Work request: Once the images are set aside, write out the rest of the records exactly.

[Collected data entries]

+++

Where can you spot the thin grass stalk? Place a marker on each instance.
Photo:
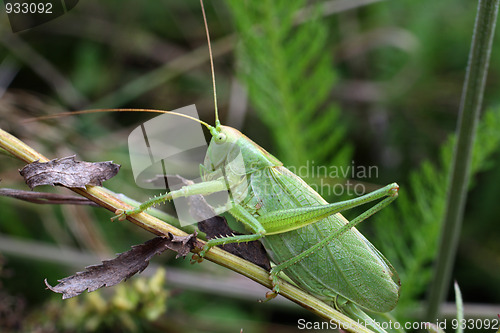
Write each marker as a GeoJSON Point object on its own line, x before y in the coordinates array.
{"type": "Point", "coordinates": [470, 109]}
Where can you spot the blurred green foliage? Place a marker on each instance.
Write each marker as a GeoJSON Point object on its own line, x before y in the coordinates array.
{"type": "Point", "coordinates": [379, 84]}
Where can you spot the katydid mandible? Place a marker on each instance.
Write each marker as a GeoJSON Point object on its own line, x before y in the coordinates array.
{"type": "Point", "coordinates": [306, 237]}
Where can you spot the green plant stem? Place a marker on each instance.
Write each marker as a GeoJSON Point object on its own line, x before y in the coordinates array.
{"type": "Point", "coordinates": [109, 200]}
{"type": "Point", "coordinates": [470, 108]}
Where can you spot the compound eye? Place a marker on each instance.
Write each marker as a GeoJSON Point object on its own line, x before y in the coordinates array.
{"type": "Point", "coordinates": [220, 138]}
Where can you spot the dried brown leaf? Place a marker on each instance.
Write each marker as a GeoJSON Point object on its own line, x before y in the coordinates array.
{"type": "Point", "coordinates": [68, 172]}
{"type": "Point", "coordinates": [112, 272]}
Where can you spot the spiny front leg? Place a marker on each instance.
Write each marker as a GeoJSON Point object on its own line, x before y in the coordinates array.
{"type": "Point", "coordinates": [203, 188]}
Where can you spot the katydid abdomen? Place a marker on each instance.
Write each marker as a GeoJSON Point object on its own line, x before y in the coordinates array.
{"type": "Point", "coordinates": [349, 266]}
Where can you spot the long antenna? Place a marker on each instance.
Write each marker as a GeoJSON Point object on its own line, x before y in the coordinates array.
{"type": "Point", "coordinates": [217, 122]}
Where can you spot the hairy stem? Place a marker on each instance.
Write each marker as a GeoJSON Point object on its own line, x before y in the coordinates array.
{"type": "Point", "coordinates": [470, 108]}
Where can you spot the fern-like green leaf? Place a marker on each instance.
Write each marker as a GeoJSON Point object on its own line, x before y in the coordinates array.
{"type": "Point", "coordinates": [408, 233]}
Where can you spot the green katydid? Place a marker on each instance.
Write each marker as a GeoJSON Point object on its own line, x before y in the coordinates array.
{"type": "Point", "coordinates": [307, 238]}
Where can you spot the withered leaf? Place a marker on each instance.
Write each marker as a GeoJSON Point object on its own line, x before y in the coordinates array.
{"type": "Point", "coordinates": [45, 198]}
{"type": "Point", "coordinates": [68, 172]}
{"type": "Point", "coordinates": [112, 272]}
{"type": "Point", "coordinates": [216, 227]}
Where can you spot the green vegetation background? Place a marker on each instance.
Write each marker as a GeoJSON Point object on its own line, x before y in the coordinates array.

+++

Solution to this exercise:
Where can you spot the thin grass stalk? Place a marker on each instance.
Photo:
Write each marker as a GeoJSON Point object on its own line, x before y in the coordinates array.
{"type": "Point", "coordinates": [470, 109]}
Where can you spot the blurred green foliage? Place a marker on each instance.
Write each marker as a GeoJSON Point object on its own line, x before y in the coordinates array.
{"type": "Point", "coordinates": [379, 84]}
Where can you spot the katydid mandible? Place a marker on each instance.
Write each marker as a GeoJSON Point object on its own line, x before y in the coordinates array.
{"type": "Point", "coordinates": [306, 237]}
Where can you spot the green plant stem? Place a marker on each instance.
Write each marker as a GeoJSON Point object on its own line, x before y in the coordinates array.
{"type": "Point", "coordinates": [109, 200]}
{"type": "Point", "coordinates": [470, 108]}
Where can you spot the compound eye? Place a marker on each instance.
Write each marker as a GeoJSON Point object on its own line, x before y in the coordinates array.
{"type": "Point", "coordinates": [220, 138]}
Where can you spot the dried brown leaf? Place a marker on each instance.
Write each marker as a GeoJSON Point object on its own line, x before y in the coordinates array.
{"type": "Point", "coordinates": [68, 172]}
{"type": "Point", "coordinates": [112, 272]}
Where can you spot the spiny front leg? Place a marker on each instance.
Write each marker as a GeoJSON Point object on its own line, x before y in the coordinates array.
{"type": "Point", "coordinates": [203, 188]}
Where can you spot the katydid abdomen? Place a marker on each instance.
Write each marker as a GeoJSON Point object on its own line, x before y in the coordinates array.
{"type": "Point", "coordinates": [349, 266]}
Where can you spot the long antenna? Place a marker on each instance.
Write each marker as a GeoJSON Point object on its own line, x before y in the coordinates array.
{"type": "Point", "coordinates": [217, 122]}
Where can you spot the hairy stem? Place a marker on each instance.
Write each marker as a GeoJSON Point object on its own line, x before y in the coordinates array.
{"type": "Point", "coordinates": [470, 108]}
Where can you spot the fern-like green leaf? Place a marker on each instance.
Write each marker as a GeoJSON Point object on its own line, x before y in the coordinates array.
{"type": "Point", "coordinates": [408, 233]}
Where can you spot the green katydid? Place a marker on each instance.
Write each marker as a GeoJSON Point object on its own line, x before y in the coordinates array.
{"type": "Point", "coordinates": [307, 238]}
Where can you spot the withered leaf? Place a marker on each instance.
Write each marker as a GeoJSON Point object on its own line, x before y in the coordinates array.
{"type": "Point", "coordinates": [45, 198]}
{"type": "Point", "coordinates": [68, 172]}
{"type": "Point", "coordinates": [112, 272]}
{"type": "Point", "coordinates": [216, 227]}
Where can you spot the green vegetation background? Place a marker on each instance.
Write each marker as a GeoJSON Point object on its own line, x before y in the coordinates array.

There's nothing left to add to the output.